> Assignment
Give back every record precisely.

> Data excerpts
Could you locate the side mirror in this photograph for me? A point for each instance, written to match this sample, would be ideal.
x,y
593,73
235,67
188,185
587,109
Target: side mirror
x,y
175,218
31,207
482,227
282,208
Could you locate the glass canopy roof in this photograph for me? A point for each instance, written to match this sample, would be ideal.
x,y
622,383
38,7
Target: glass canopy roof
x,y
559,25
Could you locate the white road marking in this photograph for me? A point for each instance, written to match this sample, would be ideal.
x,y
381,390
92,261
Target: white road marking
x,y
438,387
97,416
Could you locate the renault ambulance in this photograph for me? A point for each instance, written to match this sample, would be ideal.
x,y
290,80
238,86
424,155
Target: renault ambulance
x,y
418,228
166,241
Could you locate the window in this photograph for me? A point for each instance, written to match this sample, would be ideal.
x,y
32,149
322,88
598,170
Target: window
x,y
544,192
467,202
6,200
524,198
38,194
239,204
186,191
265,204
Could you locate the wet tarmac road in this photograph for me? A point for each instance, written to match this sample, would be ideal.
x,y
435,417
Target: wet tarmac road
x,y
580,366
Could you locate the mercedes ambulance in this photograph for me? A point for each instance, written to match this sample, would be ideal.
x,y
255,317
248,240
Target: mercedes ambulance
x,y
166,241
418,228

> Reply
Could you locate the side mirror in this photograph for me? A point for each instance, written to match this sample, would be ideal.
x,y
593,73
235,67
188,185
587,109
Target: side mirror
x,y
175,218
31,207
482,227
282,208
Could you locate the glass canopy roof in this photograph for me? A point for each instance, written to match this sample, would be ideal.
x,y
622,383
38,7
Target: glass canopy roof
x,y
559,25
Could you locate the white road marking in this photograph for me? A point for each instance, written to match this sample, would be ideal.
x,y
381,390
92,261
Target: white road marking
x,y
438,387
97,416
Could you locate the renault ambulance in this photograph for me? A point for each instance, written to match this sample, would be ideal.
x,y
290,80
238,86
424,155
Target: renault ambulance
x,y
418,228
166,241
Could you locate the window in this photograph for me? A point for each instance, written to match this sample, would be ideal.
x,y
32,149
322,88
598,170
Target: window
x,y
544,192
467,202
6,200
524,198
38,194
239,204
186,191
265,204
Could you locate the wet tarmac road in this photograph for me? A point for each instance, written to match this sample, would be ideal.
x,y
435,417
Target: wet tarmac road
x,y
580,366
Could you locate the mercedes ambulance in this photograph for me? A point for each instance, written to match this sample, would be ideal.
x,y
255,317
248,240
Target: mercedes ambulance
x,y
166,241
418,228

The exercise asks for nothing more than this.